*** Begin section ***

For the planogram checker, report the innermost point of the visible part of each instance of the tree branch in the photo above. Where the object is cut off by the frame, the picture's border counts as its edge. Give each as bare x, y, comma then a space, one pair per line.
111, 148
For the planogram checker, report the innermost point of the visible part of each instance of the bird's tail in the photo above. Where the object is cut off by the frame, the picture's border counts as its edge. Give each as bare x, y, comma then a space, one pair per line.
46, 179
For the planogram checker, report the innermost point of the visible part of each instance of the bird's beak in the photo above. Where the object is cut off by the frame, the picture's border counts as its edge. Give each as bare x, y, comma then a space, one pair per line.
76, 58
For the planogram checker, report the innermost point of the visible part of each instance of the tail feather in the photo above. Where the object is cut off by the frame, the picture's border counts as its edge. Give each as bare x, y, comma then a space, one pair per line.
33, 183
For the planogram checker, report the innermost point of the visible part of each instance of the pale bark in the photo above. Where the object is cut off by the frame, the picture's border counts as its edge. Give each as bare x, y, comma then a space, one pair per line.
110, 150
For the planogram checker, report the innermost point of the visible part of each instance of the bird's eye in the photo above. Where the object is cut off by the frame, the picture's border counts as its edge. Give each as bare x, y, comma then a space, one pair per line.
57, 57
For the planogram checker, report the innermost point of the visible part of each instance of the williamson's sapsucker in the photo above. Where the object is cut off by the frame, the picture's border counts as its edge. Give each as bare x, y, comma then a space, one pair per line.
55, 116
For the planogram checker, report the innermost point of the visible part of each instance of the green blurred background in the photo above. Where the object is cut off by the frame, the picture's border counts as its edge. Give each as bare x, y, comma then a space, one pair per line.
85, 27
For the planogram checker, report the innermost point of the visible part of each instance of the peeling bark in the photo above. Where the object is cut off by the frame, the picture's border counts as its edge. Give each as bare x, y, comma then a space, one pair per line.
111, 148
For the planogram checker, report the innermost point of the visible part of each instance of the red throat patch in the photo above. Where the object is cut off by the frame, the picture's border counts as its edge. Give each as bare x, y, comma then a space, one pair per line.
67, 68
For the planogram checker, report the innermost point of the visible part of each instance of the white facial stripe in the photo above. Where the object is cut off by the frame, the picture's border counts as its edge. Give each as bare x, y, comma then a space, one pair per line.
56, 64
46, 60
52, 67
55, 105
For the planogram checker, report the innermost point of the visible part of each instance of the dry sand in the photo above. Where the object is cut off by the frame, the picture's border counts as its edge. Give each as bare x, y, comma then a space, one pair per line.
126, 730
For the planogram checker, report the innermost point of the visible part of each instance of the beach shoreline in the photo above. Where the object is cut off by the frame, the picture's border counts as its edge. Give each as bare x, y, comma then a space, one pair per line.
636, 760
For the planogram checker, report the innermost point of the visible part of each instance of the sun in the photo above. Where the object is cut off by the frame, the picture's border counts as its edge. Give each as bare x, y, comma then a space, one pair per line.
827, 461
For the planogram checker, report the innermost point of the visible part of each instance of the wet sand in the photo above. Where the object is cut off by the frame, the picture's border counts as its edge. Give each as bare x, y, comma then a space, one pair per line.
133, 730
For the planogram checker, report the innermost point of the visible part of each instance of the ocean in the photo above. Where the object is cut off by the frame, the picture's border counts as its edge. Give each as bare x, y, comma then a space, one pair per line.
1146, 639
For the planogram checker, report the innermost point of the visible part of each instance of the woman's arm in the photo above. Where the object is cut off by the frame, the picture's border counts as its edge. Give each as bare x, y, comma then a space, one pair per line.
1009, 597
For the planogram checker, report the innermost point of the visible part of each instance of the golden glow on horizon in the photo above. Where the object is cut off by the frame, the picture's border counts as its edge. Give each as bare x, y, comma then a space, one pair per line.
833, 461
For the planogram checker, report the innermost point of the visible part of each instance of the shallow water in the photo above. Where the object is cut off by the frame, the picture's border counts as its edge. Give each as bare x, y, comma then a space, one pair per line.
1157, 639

*** End section ***

◆ EXERCISE BRIEF ◆
A faithful copy of all the material is the required answer.

◆ OUTPUT FOR THIS TASK ◆
For the planogram checker, report the innermost point of the visible part of each instance of the tree branch in the photo above. Where the object is cut off by the frame, the picture's border counts as its edge. Give each as bare x, y, comma then a space, one pair per line.
111, 148
For the planogram checker, report the innermost point of the visible part of each instance of the bird's tail in the photo above. Where the object is cut off by the frame, the picture's border counts as its edge. Give each as bare x, y, comma then a space, one pair per line.
46, 179
For the planogram checker, report the innermost point of the visible part of each instance of the bird's beak in the photo above. Where the object is cut off by the frame, the picture's border counts as its edge. Give each as bare x, y, comma then a space, one pair per line.
76, 58
For the planogram checker, report the innermost point of the visible part of each instance of the tail feather in the photo above. Where the object is cut off by the frame, the picture's border counts as its edge. Give each as bare x, y, comma then a space, one pair per line.
33, 183
For the planogram checker, report the innermost point of the visible part of each instance of the pale bark in the photo above. Where the object is cut off by the frame, the picture's border counts as its edge. Give each as bare x, y, comma then a space, one pair per line.
110, 150
For the planogram checker, report the innermost point of the visible part of each instance of the bird's eye in the photo above. Where the object is cut off by the frame, the picture's border counts as its edge. Give each as bare x, y, comma then a space, one pair per line.
57, 57
For the planogram checker, report the innermost point of the visible part of each instance of the williamson's sapsucker in the photo above. Where the object is cut off by the frame, the picture's border counts as its edge. Give each as bare x, y, comma then a space, one pair per line.
55, 116
For the planogram checker, report the innermost point of the visible part of each instance of the green blurred background in the photo above. Where the object is cut off by the frame, the picture's border counts as its edge. Give each as bare x, y, comma then a space, one pair per line.
85, 27
For the planogram checker, report the innermost point of the visible part of each instance of the peeling bark in the photo above. Where the object is cut off by the frame, the picture's border counts as its edge. Give each as bare x, y, comma then a space, one pair per line.
111, 148
For the planogram checker, report the innermost point of the visible part of each instance of the red throat patch in the photo above. Where the object is cut off by the frame, the picture's border counts as its edge. Give each as bare x, y, comma then a space, one pair per line.
67, 68
For the planogram checker, report the innermost point of the visible part of each instance of the white facial stripe in the photo above. Where the object is cut off by the frame, the picture's border counts as its edge. Give each as bare x, y, comma then a space, one pair per line.
56, 64
46, 60
52, 67
55, 105
For the planogram checker, report the innermost point of the visible part of each instance of the dry sand in the photo above. Where the object is cut off by the frame, the picture's border counts as its edge. Give each as bare x, y, comma then a space, one pair per line.
126, 730
For the planogram checker, report the innermost point of the visible part of each instance of the beach shoreline in the photo above. Where the object is cut off by the frame, the picture's border counts as its edge. Give each as bare x, y, comma then a space, one pair per line.
636, 760
For the planogram checker, report the innermost point of the visible part of each instance of the sun in the photo above. Where the object is cut off by the frame, the picture's border counts as its edge. Give each as bare x, y, comma then a space, one pair per line.
827, 461
For the planogram checker, report the innermost point of the visible part of each instance of the wet sand in the photo above. Where the object is cut off by the frame, the picture's border counts as its edge. Give each as bare x, y, comma then a space, one pair per line.
133, 730
For the planogram checker, report the innermost point of the visible part of each instance of the ocean in the photo above. Where the object is cut off by the frame, the picture's border counts as its edge. Give each as bare x, y, comma then a space, one pair per line.
1146, 639
For the planogram checker, report the innermost point of the visible part of each instance of the woman's arm in the photo above. Where the object is cut off by the frame, the picture's border counts as its edge. Give each as bare x, y, comma then a space, one pair per line.
1009, 597
For the planogram checker, report the innermost point of the visible part of each instance of the golden glow on horizon in the photo above. Where the object is cut off by the frame, the picture's border counts as its edge. Give each as bare x, y, comma then a space, one pair per line.
833, 461
For the planogram checker, report the innermost point of the visible part of each instance of the shallow water in the photo above. Where the object is cut off by the frame, the picture's border counts as its edge. Give each as bare x, y, comma then a space, one pair per line.
1157, 639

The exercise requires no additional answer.